**EXERCISE TASK**
Report how many lines in the rows below contain the string "ceiling". Give only the number.

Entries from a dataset
###

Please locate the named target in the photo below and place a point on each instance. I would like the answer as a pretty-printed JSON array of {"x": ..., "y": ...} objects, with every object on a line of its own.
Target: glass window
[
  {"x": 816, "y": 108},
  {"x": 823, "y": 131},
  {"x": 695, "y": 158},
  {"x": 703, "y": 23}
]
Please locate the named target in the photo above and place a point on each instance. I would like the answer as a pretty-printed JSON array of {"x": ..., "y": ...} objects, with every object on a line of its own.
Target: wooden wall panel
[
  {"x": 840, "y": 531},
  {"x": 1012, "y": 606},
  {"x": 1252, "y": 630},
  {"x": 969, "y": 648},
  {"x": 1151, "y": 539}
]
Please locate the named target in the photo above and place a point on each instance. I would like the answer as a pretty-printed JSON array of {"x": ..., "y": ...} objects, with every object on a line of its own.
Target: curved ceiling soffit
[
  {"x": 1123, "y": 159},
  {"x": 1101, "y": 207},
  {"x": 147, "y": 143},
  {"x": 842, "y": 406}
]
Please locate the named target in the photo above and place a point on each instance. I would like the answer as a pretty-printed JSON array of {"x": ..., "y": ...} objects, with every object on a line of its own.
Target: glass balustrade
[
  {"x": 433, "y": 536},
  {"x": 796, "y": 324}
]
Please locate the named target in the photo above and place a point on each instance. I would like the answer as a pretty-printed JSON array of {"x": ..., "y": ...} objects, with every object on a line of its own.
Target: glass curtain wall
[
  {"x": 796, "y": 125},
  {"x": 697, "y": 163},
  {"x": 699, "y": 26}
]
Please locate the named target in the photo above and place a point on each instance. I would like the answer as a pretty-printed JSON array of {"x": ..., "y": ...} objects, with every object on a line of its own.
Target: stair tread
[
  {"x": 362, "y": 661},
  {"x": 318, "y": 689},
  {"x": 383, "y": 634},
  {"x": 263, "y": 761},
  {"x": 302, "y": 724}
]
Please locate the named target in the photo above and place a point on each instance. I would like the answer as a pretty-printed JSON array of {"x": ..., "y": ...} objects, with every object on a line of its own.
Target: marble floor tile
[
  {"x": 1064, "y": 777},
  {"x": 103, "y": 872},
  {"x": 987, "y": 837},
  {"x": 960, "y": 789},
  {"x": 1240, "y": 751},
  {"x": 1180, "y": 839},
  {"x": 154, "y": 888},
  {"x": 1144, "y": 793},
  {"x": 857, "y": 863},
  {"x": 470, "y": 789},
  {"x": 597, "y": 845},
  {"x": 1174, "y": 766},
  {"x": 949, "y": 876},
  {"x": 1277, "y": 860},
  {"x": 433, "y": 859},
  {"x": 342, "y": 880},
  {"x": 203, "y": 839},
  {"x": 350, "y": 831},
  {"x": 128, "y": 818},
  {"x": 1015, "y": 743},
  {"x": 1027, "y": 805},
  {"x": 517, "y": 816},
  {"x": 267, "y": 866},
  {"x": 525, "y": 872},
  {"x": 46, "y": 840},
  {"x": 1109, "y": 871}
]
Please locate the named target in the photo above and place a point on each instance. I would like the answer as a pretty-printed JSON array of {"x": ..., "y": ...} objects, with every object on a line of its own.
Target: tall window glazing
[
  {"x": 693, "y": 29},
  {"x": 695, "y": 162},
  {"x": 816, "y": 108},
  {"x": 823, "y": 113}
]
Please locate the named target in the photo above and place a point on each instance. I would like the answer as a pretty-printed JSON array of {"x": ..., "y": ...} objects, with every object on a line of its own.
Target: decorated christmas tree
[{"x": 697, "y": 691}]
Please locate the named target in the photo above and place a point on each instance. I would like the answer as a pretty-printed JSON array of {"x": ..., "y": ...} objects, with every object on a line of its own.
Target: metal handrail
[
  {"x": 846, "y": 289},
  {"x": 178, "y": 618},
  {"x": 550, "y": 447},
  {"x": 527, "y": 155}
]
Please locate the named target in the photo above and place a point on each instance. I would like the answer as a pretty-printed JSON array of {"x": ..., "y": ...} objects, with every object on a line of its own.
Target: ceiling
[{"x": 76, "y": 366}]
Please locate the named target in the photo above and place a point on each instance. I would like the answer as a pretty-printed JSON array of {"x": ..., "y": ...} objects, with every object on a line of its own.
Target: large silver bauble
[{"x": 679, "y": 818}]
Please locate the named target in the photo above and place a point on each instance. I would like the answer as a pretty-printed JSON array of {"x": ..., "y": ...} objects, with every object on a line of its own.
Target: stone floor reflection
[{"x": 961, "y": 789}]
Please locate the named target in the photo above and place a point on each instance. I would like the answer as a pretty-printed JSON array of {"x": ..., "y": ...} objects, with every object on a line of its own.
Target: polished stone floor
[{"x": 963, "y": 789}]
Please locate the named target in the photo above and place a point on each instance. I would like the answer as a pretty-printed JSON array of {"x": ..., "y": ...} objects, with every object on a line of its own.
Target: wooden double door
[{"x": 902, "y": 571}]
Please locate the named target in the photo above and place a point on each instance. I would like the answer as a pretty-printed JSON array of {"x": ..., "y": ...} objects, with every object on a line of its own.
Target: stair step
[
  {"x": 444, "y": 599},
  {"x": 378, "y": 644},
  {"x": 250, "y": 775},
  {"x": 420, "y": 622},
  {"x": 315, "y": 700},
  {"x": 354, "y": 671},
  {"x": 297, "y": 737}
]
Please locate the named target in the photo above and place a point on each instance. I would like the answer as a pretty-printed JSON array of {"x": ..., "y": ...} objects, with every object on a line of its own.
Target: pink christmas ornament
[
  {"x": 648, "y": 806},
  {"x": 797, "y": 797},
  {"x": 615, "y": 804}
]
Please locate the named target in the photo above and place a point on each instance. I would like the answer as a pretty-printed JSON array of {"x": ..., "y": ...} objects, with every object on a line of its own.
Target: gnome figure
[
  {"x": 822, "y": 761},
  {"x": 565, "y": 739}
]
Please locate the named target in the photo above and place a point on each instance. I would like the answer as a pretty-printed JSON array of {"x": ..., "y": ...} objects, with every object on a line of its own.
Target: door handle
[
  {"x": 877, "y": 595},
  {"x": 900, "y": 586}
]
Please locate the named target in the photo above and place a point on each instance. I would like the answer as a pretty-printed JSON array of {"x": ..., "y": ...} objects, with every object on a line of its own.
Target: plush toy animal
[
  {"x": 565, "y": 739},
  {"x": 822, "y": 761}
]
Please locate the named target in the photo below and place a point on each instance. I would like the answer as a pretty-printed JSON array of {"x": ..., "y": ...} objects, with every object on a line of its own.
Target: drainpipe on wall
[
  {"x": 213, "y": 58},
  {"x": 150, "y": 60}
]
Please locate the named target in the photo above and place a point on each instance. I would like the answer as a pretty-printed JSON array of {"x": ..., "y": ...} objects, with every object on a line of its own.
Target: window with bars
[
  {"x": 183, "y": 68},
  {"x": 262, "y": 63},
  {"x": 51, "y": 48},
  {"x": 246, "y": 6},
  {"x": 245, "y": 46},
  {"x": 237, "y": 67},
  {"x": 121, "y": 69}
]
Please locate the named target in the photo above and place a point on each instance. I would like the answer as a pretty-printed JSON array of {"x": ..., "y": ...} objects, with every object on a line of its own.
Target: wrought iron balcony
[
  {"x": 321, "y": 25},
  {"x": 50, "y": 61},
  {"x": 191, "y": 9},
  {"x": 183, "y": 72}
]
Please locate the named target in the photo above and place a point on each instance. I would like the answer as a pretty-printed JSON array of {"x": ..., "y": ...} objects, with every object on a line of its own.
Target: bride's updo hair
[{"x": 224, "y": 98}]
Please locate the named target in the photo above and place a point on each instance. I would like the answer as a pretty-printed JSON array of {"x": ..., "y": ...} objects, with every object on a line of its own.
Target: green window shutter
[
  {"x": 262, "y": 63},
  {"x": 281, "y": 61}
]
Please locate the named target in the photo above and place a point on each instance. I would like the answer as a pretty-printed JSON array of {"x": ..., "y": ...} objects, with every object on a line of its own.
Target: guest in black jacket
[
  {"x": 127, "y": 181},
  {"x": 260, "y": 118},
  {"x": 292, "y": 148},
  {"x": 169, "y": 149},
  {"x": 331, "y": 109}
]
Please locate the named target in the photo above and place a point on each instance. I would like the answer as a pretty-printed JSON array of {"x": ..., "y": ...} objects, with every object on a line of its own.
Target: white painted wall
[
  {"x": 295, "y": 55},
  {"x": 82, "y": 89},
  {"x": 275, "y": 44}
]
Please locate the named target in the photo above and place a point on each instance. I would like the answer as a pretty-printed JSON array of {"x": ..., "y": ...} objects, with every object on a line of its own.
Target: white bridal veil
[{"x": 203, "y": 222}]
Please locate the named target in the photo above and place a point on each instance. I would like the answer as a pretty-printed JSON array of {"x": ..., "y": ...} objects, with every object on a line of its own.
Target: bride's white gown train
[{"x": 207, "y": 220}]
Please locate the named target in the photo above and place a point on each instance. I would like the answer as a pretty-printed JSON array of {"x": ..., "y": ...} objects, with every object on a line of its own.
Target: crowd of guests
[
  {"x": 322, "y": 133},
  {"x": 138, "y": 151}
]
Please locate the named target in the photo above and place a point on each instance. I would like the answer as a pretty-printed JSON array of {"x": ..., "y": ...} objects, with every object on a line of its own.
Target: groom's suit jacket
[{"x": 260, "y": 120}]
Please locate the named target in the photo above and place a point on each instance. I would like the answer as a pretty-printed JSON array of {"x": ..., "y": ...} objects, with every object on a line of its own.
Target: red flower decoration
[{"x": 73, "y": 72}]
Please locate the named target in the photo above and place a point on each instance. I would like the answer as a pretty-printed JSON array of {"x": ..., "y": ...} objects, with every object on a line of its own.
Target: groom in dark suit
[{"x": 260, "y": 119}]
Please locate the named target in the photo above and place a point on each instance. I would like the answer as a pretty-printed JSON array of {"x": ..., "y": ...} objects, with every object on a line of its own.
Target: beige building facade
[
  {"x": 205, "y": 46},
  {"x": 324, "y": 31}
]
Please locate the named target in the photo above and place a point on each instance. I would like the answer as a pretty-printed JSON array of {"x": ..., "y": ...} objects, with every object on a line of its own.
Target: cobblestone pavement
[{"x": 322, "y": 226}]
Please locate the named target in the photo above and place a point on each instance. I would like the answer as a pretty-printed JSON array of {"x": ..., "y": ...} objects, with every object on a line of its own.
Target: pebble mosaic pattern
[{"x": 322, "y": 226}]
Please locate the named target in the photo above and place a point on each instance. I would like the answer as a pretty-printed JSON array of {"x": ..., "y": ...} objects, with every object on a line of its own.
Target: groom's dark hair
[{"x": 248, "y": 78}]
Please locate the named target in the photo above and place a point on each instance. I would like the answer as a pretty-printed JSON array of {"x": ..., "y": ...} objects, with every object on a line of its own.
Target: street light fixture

###

**EXPECTED ANSWER**
2